• **ASSIGNMENT**: The output should contain the listing word for word and no pictures.

• **LISTED RECORDS**:

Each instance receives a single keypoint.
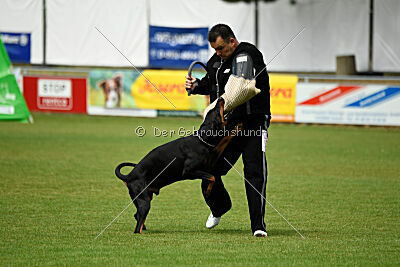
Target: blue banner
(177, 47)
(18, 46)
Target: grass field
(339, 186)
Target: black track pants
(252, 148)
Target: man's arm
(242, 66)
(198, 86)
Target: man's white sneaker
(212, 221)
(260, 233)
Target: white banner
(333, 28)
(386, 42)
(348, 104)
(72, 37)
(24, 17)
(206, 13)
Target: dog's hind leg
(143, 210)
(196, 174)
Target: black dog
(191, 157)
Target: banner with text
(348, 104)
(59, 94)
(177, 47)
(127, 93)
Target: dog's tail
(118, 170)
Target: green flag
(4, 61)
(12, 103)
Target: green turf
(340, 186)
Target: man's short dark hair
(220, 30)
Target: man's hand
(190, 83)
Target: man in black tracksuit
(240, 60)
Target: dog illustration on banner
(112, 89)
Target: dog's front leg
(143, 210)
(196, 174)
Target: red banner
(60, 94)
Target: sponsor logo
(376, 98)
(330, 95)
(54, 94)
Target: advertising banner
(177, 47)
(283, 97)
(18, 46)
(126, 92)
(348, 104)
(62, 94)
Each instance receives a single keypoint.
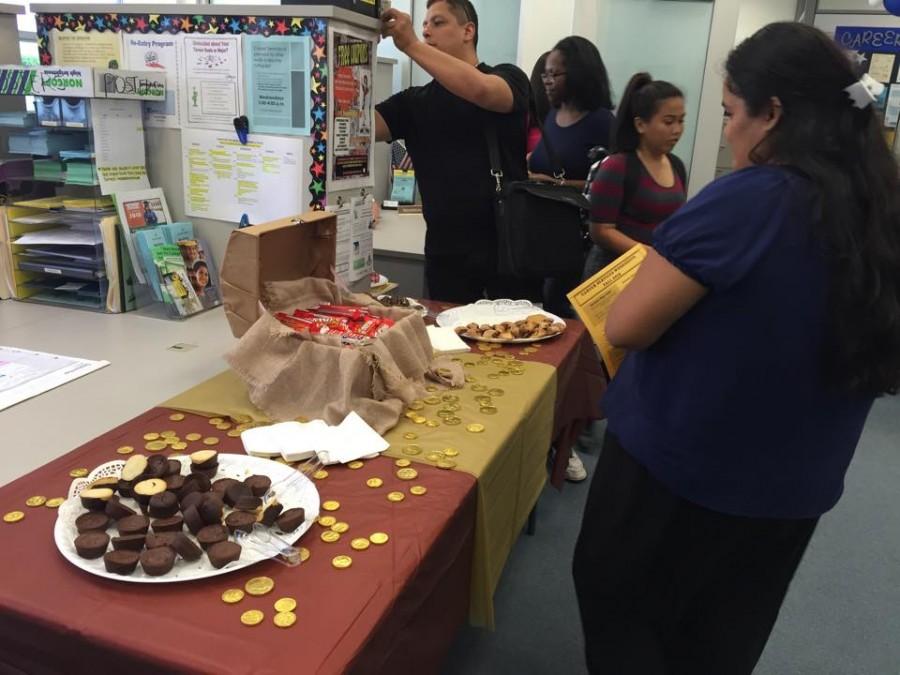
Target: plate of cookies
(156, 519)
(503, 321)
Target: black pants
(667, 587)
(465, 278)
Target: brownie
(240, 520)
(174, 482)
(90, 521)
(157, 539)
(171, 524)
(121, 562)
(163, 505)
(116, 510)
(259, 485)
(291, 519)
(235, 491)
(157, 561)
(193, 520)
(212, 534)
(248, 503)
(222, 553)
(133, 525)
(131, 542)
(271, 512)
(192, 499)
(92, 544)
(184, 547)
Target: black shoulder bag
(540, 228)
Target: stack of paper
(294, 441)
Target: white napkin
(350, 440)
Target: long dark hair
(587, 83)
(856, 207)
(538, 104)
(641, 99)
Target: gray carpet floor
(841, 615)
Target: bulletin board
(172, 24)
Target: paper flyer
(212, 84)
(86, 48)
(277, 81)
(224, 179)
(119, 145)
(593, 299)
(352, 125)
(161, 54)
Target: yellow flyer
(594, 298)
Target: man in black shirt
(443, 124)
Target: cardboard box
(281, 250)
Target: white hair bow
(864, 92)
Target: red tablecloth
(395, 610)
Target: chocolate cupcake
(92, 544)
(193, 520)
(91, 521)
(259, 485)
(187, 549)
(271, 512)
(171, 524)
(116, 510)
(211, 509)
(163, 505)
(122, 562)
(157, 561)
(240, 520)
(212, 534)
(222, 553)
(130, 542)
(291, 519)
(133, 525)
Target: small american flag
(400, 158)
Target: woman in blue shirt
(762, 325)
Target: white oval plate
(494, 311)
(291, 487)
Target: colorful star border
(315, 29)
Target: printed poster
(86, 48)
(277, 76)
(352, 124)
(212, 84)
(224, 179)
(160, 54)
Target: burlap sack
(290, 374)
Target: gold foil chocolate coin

• **COMPLETED EXERCISE**:
Each instance receives a single keypoint.
Target: blue banner
(177, 47)
(18, 46)
Target: grass field
(339, 186)
Target: black track pants
(252, 148)
Target: man's arm
(242, 66)
(198, 86)
Target: man's white sneaker
(212, 221)
(260, 233)
Target: white banner
(333, 28)
(386, 42)
(348, 104)
(72, 37)
(24, 17)
(206, 13)
Target: dog's hind leg
(143, 210)
(196, 174)
Target: black dog
(191, 157)
Target: banner with text
(348, 104)
(59, 94)
(177, 47)
(127, 93)
Target: dog's tail
(118, 170)
Target: green flag
(4, 61)
(12, 103)
Target: green turf
(340, 186)
Target: man's short dark hair
(220, 30)
Target: man's hand
(190, 83)
Target: man in black tracksuit
(240, 60)
Target: dog illustration on banner
(112, 89)
Target: dog's front leg
(143, 210)
(196, 174)
Target: red banner
(60, 94)
Target: sponsor logo
(376, 98)
(330, 95)
(54, 94)
Target: advertising banner
(177, 47)
(283, 97)
(18, 46)
(126, 92)
(348, 104)
(62, 94)
Each instance receives a single keypoint.
Target: plate of cookies
(156, 519)
(503, 321)
Target: black pants
(667, 587)
(465, 278)
Target: brownie
(240, 520)
(174, 482)
(90, 521)
(157, 539)
(171, 524)
(121, 562)
(163, 505)
(116, 510)
(259, 485)
(291, 519)
(235, 491)
(157, 561)
(193, 520)
(212, 534)
(248, 503)
(222, 553)
(133, 525)
(131, 542)
(271, 512)
(192, 499)
(92, 544)
(184, 547)
Target: black shoulder bag
(540, 228)
Target: stack of paper
(294, 441)
Target: white napkin
(350, 440)
Target: long dark hair
(587, 83)
(856, 207)
(538, 104)
(641, 99)
Target: gray carpet floor
(841, 615)
Target: bulletin board
(172, 24)
Target: paper flyer
(212, 84)
(86, 48)
(277, 81)
(224, 179)
(119, 145)
(593, 299)
(352, 125)
(161, 54)
Target: yellow flyer
(594, 298)
Target: man in black shirt
(443, 124)
Target: cardboard box
(281, 250)
Target: white hair bow
(864, 92)
Target: red tablecloth
(395, 610)
Target: chocolate cupcake
(92, 544)
(193, 520)
(91, 521)
(259, 485)
(187, 549)
(271, 512)
(171, 524)
(116, 510)
(211, 509)
(163, 505)
(122, 562)
(157, 561)
(240, 520)
(212, 534)
(222, 553)
(130, 542)
(291, 519)
(133, 525)
Target: small american flag
(400, 158)
Target: woman in blue shirt
(762, 325)
Target: white oval plate
(494, 311)
(291, 487)
Target: colorful star border
(315, 29)
Target: printed poster
(86, 48)
(277, 76)
(352, 124)
(212, 84)
(224, 179)
(160, 54)
Target: burlap sack
(290, 374)
Target: gold foil chocolate coin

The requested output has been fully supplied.